**EXCERPT PROVIDED:**
────────────────────
Saving a Compressed Model
The llmcompressor library extends Hugging Face's save_pretrained method with additional arguments to support model compression functionality. Serialization is handled by compressed-tensors, which manages the on-disk format for quantized and sparse models. This document explains these extra arguments and how to use them effectively.
How It Works
When you import llmcompressor, it automatically wraps the model's original save_pretrained method with an enhanced version that supports compression. This happens in two ways:
- Direct modification: When you call
modify_save_pretrained(model)directly - Automatic wrapping: When you call
oneshot(...), which wrapssave_pretrainedunder the hood
This means that after applying compression with oneshot, your model's save_pretrained method is already enhanced with compression capabilities, and you can use the additional arguments described below.
────────────────────
**EXERCISE A:**
List every function or method name mentioned in the text on saving a compressed model.
**EXERCISE B:**
Translate this sentence from the text on saving a compressed model into Spanish: "Serialization is handled by compressed-tensors, which manages the on-disk format for quantized and sparse models."
**EXERCISE C:**
Reproduce the passage of the text on saving a compressed model from "How It Works" up to and including "arguments described below.".
The data after this point come from a separate source.
────────────────────
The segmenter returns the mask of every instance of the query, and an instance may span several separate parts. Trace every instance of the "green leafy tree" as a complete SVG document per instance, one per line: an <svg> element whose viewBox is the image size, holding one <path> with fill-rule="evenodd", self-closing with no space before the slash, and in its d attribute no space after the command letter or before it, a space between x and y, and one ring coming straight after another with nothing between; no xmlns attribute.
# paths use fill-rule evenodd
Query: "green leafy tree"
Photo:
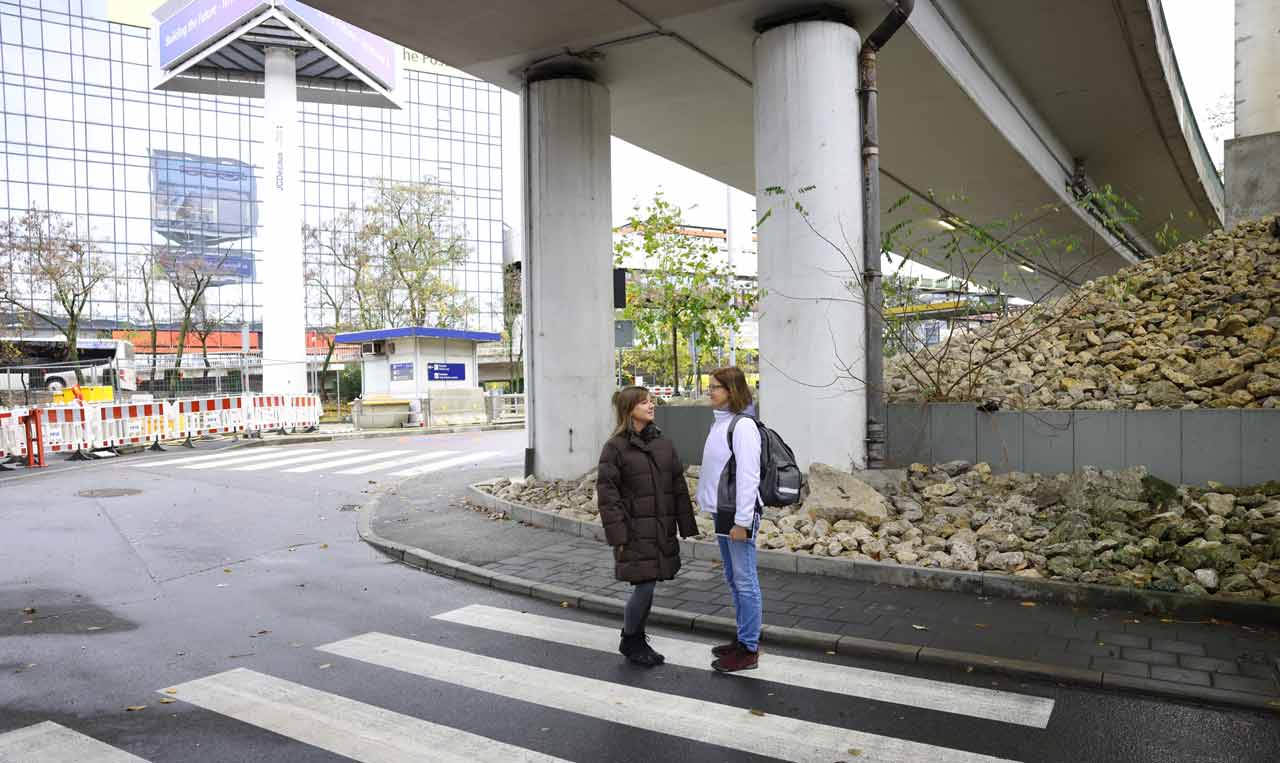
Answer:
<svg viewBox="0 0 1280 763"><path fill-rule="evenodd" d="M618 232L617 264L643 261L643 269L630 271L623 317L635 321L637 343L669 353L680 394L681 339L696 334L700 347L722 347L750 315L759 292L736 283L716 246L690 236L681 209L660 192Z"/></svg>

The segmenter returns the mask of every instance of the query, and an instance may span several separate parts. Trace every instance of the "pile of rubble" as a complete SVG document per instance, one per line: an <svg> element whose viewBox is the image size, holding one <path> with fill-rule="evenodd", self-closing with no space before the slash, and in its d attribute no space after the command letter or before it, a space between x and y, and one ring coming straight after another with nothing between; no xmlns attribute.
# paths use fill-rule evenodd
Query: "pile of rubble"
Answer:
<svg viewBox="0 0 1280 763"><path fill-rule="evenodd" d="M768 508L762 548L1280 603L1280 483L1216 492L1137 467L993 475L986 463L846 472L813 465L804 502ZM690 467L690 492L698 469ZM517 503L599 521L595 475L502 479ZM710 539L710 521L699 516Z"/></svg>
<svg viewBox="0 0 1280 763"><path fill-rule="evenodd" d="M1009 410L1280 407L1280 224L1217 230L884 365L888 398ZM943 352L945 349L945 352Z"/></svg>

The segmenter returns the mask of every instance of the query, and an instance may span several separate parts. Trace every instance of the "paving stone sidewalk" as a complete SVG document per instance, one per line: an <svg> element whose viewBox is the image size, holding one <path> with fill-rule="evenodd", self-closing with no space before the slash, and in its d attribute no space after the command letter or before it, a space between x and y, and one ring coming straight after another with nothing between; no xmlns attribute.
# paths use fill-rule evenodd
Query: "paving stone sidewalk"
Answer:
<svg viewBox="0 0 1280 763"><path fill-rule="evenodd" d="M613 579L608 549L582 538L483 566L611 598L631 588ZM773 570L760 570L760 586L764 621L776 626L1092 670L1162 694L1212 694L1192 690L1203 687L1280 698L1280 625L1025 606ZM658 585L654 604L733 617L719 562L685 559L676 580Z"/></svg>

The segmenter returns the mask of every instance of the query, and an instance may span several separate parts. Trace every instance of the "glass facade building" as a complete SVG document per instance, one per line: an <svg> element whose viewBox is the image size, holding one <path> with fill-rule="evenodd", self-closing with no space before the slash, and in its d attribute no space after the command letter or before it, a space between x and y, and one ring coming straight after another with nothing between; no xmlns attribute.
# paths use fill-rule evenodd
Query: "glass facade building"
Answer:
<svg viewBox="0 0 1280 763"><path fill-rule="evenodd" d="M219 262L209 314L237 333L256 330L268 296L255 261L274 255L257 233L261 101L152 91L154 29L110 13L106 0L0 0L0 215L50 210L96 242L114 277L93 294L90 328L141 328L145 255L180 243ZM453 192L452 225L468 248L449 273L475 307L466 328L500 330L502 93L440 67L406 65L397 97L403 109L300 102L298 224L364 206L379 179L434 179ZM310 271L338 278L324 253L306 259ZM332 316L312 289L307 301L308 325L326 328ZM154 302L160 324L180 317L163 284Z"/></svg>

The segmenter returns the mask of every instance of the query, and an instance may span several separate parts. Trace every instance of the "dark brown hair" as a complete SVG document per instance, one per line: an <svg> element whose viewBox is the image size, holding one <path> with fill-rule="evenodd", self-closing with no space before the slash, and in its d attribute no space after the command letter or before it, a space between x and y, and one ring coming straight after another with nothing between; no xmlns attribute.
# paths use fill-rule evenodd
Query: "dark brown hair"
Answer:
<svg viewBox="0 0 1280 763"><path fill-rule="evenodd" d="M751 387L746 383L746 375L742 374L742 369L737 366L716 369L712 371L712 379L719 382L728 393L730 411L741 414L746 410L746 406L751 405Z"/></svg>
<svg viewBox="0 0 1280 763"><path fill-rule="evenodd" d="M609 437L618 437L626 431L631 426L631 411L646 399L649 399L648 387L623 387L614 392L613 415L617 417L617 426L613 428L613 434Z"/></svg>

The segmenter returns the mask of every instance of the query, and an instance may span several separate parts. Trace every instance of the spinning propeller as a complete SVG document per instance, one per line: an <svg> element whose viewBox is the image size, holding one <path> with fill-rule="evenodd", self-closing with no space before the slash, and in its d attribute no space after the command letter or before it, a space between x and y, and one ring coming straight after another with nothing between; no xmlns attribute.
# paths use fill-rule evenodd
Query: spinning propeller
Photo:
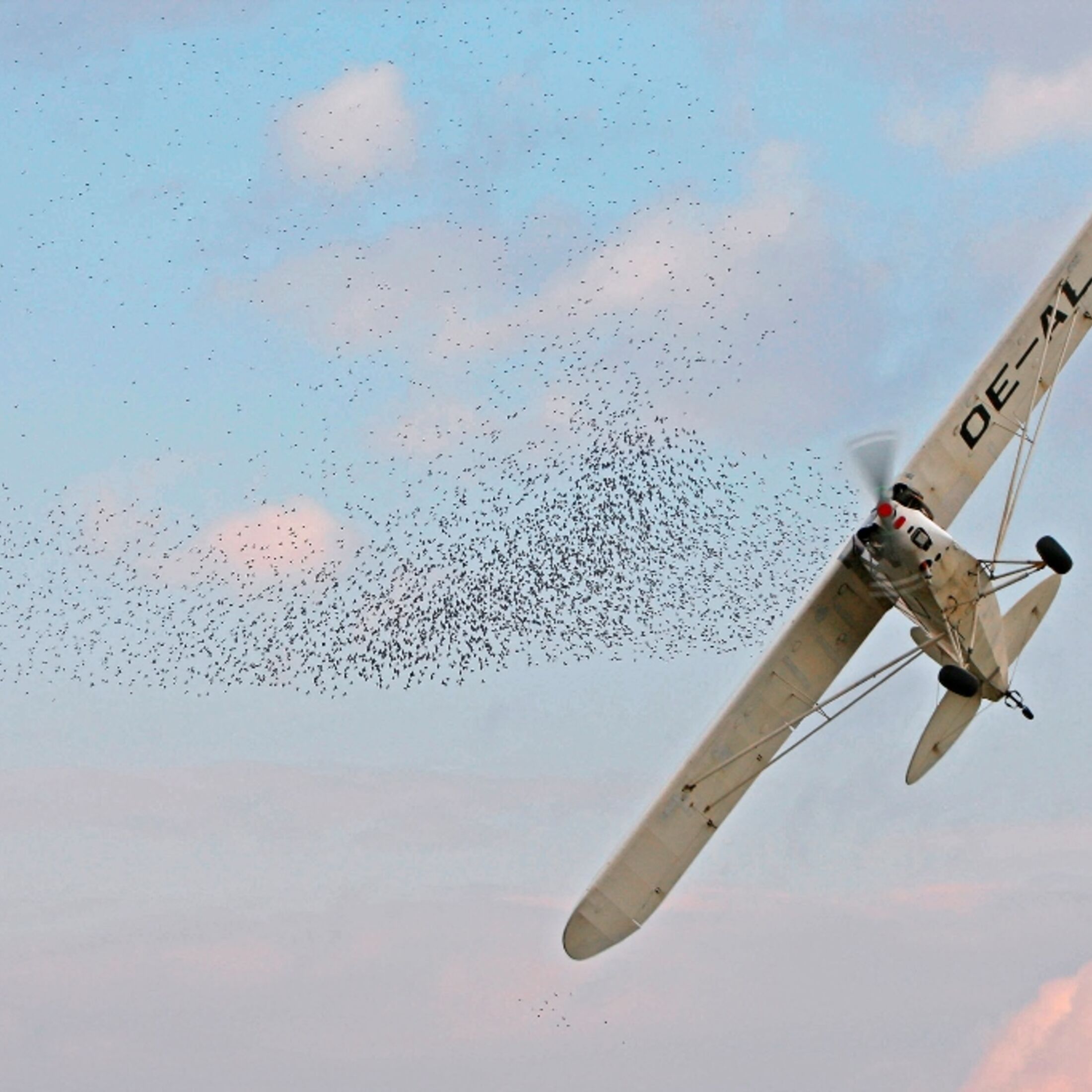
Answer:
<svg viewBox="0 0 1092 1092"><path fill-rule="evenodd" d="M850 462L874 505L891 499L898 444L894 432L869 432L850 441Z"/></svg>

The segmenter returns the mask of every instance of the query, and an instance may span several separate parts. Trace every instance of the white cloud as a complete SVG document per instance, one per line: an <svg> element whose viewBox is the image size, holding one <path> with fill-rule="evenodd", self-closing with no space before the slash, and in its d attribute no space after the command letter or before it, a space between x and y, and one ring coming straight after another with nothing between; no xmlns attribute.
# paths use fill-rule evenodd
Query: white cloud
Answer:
────────────────────
**EXERCISE ANSWER A:**
save_pretrained
modify_save_pretrained
oneshot

**EXERCISE ANSWER B:**
La serialización la gestiona compressed-tensors, que administra el formato en disco para los modelos cuantizados y dispersos.

**EXERCISE ANSWER C:**
How It Works
When you import llmcompressor, it automatically wraps the model's original save_pretrained method with an enhanced version that supports compression. This happens in two ways:
- Direct modification: When you call
modify_save_pretrained(model)directly - Automatic wrapping: When you call
oneshot(...), which wrapssave_pretrainedunder the hood
This means that after applying compression with oneshot, your model's save_pretrained method is already enhanced with compression capabilities, and you can use the additional arguments described below.